■ **WHAT NEEDS TO BE DONE**
Transcribe all of the records word for word, but omit the pictures.

■ **LISTED ENTRIES**
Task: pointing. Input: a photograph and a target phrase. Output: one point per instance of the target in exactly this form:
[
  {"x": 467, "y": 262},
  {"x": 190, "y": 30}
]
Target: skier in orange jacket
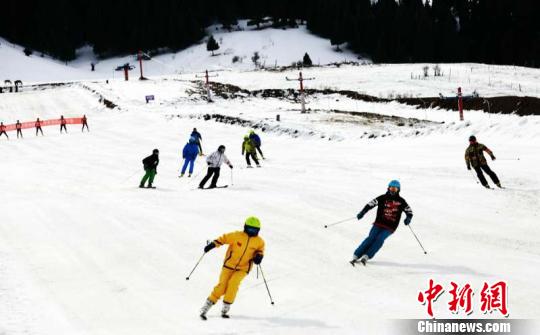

■ **ANSWER TO THIS EXERCISE**
Task: pointing. Input: a photograph and a target phrase. Output: one point per instance of the target in exactly this form:
[
  {"x": 467, "y": 262},
  {"x": 190, "y": 30}
]
Target: skier in orange jacket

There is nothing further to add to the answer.